Work instruction: Retype each of the records below exactly, leaving the pictures out.

Material to process:
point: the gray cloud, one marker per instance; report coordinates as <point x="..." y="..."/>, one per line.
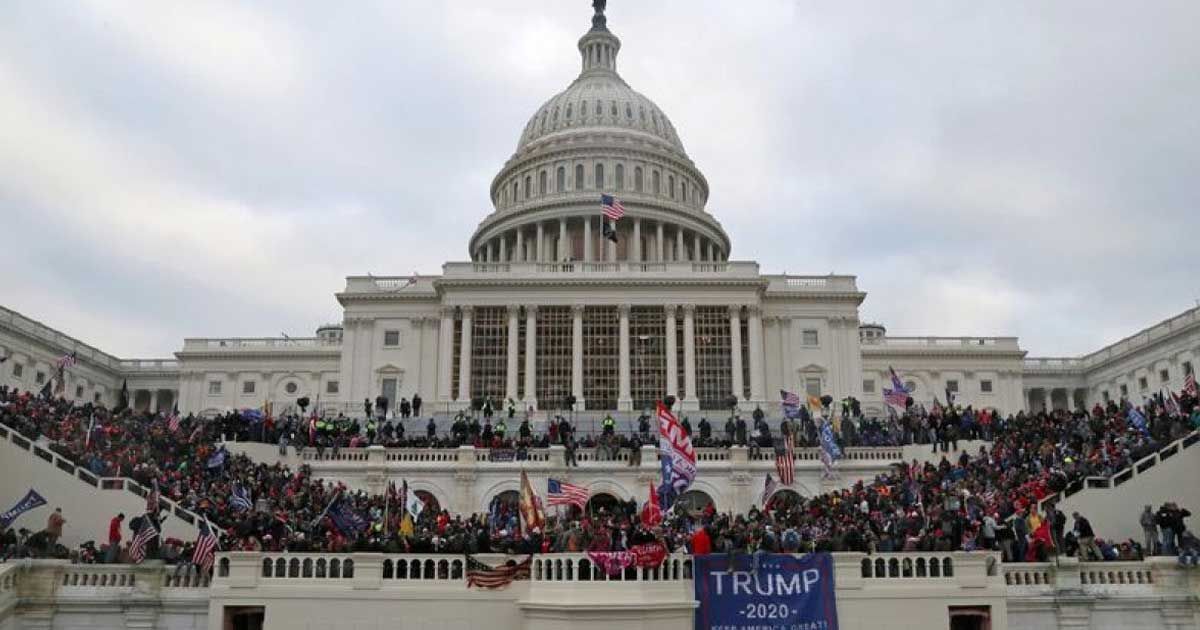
<point x="201" y="169"/>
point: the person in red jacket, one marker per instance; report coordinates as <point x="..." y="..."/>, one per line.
<point x="114" y="539"/>
<point x="700" y="543"/>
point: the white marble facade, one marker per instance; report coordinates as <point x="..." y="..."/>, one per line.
<point x="545" y="307"/>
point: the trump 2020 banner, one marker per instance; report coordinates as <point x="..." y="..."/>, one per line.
<point x="785" y="593"/>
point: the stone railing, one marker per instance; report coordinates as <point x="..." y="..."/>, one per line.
<point x="114" y="484"/>
<point x="1095" y="579"/>
<point x="261" y="345"/>
<point x="1122" y="477"/>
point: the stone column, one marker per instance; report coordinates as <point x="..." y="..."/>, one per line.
<point x="562" y="240"/>
<point x="540" y="245"/>
<point x="577" y="353"/>
<point x="672" y="351"/>
<point x="690" y="401"/>
<point x="736" y="352"/>
<point x="510" y="367"/>
<point x="587" y="240"/>
<point x="531" y="399"/>
<point x="465" y="358"/>
<point x="757" y="389"/>
<point x="624" y="396"/>
<point x="635" y="253"/>
<point x="659" y="246"/>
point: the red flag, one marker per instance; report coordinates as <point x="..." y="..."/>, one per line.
<point x="652" y="514"/>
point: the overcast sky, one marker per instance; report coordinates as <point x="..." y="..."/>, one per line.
<point x="173" y="169"/>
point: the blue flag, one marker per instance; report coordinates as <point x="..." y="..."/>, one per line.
<point x="781" y="592"/>
<point x="33" y="499"/>
<point x="1138" y="420"/>
<point x="217" y="459"/>
<point x="346" y="519"/>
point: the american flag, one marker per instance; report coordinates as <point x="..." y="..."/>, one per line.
<point x="205" y="550"/>
<point x="563" y="493"/>
<point x="898" y="394"/>
<point x="138" y="547"/>
<point x="69" y="360"/>
<point x="484" y="576"/>
<point x="785" y="460"/>
<point x="612" y="208"/>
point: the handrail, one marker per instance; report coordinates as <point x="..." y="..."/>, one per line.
<point x="91" y="479"/>
<point x="1125" y="474"/>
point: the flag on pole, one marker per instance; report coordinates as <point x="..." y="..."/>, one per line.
<point x="529" y="505"/>
<point x="205" y="550"/>
<point x="142" y="540"/>
<point x="612" y="208"/>
<point x="153" y="498"/>
<point x="898" y="394"/>
<point x="240" y="498"/>
<point x="652" y="513"/>
<point x="563" y="493"/>
<point x="31" y="501"/>
<point x="785" y="460"/>
<point x="678" y="456"/>
<point x="485" y="576"/>
<point x="768" y="489"/>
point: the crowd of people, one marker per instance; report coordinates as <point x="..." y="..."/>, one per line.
<point x="988" y="499"/>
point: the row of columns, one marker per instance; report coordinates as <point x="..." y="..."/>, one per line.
<point x="624" y="396"/>
<point x="660" y="246"/>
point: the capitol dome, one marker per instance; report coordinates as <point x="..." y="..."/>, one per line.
<point x="599" y="137"/>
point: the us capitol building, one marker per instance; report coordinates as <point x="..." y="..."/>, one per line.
<point x="546" y="307"/>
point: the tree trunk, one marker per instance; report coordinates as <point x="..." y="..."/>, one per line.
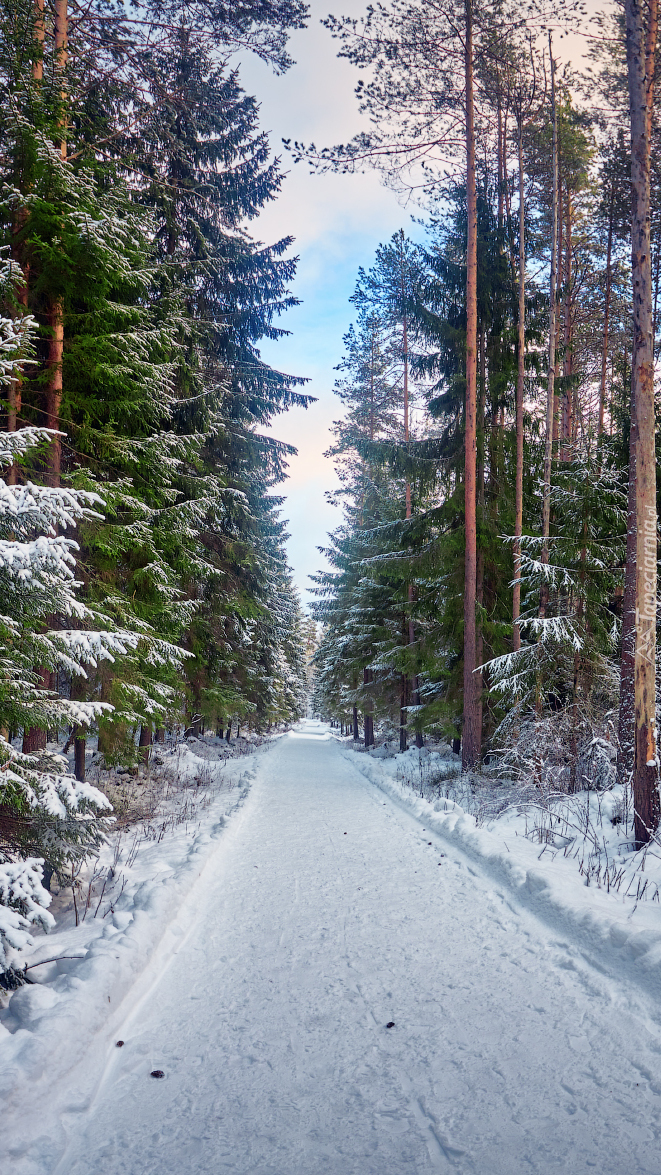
<point x="606" y="317"/>
<point x="627" y="662"/>
<point x="53" y="388"/>
<point x="403" y="704"/>
<point x="567" y="364"/>
<point x="641" y="49"/>
<point x="551" y="378"/>
<point x="80" y="746"/>
<point x="519" y="413"/>
<point x="144" y="743"/>
<point x="369" y="722"/>
<point x="34" y="737"/>
<point x="471" y="731"/>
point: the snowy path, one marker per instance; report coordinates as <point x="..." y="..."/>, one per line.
<point x="326" y="914"/>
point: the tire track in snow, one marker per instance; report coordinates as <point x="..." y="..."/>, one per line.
<point x="270" y="1020"/>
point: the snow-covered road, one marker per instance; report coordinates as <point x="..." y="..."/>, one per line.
<point x="324" y="914"/>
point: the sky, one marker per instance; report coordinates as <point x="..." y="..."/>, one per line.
<point x="338" y="222"/>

Completed exercise:
point: the gray cloud, one marker per instance; report coordinates as <point x="..." y="..."/>, one per line.
<point x="201" y="169"/>
point: the person in red jacket, one marker per instance; report coordinates as <point x="..." y="..."/>, one per line.
<point x="114" y="539"/>
<point x="700" y="543"/>
point: the white marble facade, one marker per instance; report coordinates as <point x="..." y="..."/>, one per line.
<point x="545" y="307"/>
point: the trump 2020 banner, one marker per instance; report coordinates as <point x="..." y="..."/>, one per line.
<point x="785" y="593"/>
point: the stone railing, one marker per instance; report coordinates as <point x="..." y="..."/>, one per line.
<point x="114" y="484"/>
<point x="1095" y="579"/>
<point x="261" y="345"/>
<point x="1122" y="477"/>
point: the stone column, one marker per instance; report coordinates as <point x="..." y="..."/>, one per line.
<point x="562" y="240"/>
<point x="540" y="245"/>
<point x="577" y="353"/>
<point x="672" y="351"/>
<point x="690" y="401"/>
<point x="736" y="352"/>
<point x="510" y="367"/>
<point x="587" y="240"/>
<point x="531" y="399"/>
<point x="465" y="358"/>
<point x="757" y="389"/>
<point x="624" y="396"/>
<point x="635" y="253"/>
<point x="659" y="246"/>
point: the red flag, one marker per instance; report coordinates as <point x="..." y="..."/>, one per line.
<point x="652" y="514"/>
point: the overcast sky, one marker per instance; report coordinates as <point x="..." y="..."/>, one per line.
<point x="173" y="169"/>
point: the blue flag, one marker per instance; report coordinates as <point x="..." y="..."/>, one per line.
<point x="781" y="592"/>
<point x="33" y="499"/>
<point x="1138" y="420"/>
<point x="217" y="459"/>
<point x="346" y="519"/>
point: the american flag, one marker per instance; report coordinates as <point x="..." y="..."/>, one per line.
<point x="205" y="550"/>
<point x="563" y="493"/>
<point x="898" y="394"/>
<point x="138" y="547"/>
<point x="69" y="360"/>
<point x="484" y="576"/>
<point x="785" y="460"/>
<point x="612" y="208"/>
point: the handrail, one marker per instance; report coordinates as <point x="..." y="..."/>, one per line.
<point x="91" y="479"/>
<point x="1125" y="474"/>
point: the flag on pole, one marker per instance; report coordinates as <point x="..." y="..."/>, one per line.
<point x="529" y="505"/>
<point x="205" y="550"/>
<point x="142" y="540"/>
<point x="612" y="208"/>
<point x="153" y="498"/>
<point x="898" y="394"/>
<point x="240" y="498"/>
<point x="652" y="513"/>
<point x="563" y="493"/>
<point x="31" y="501"/>
<point x="785" y="460"/>
<point x="678" y="456"/>
<point x="485" y="576"/>
<point x="768" y="489"/>
point: the crowd of people, one marker per instance; report coordinates as <point x="..." y="..."/>, one per line.
<point x="988" y="499"/>
point: the row of columns, one marker per instance; report coordinates as <point x="..." y="..."/>, one per line.
<point x="624" y="396"/>
<point x="660" y="246"/>
point: the capitol dome, one marker per instance; report coordinates as <point x="..." y="..."/>, one per line.
<point x="599" y="137"/>
point: the us capitol building, one marker per instance; report coordinates as <point x="..." y="..."/>, one per line.
<point x="546" y="307"/>
point: the tree trunk, one marker per instance; report coordinates as <point x="..." y="..."/>, one per line.
<point x="606" y="317"/>
<point x="627" y="662"/>
<point x="53" y="388"/>
<point x="403" y="704"/>
<point x="567" y="364"/>
<point x="641" y="49"/>
<point x="551" y="378"/>
<point x="80" y="746"/>
<point x="519" y="413"/>
<point x="144" y="743"/>
<point x="369" y="722"/>
<point x="34" y="737"/>
<point x="471" y="731"/>
point: the snowy path, one marker per instance; report coordinates as <point x="..." y="..."/>, one per line.
<point x="326" y="914"/>
point: the tire track in snow, one marker per instance; report coordinates as <point x="..." y="..."/>, one per line.
<point x="270" y="1020"/>
point: the snow-covered road, one marker per instance; report coordinates as <point x="..." y="..."/>, one per line.
<point x="324" y="914"/>
point: the sky, one marker per instance; report coordinates as <point x="..." y="..."/>, one per line.
<point x="338" y="222"/>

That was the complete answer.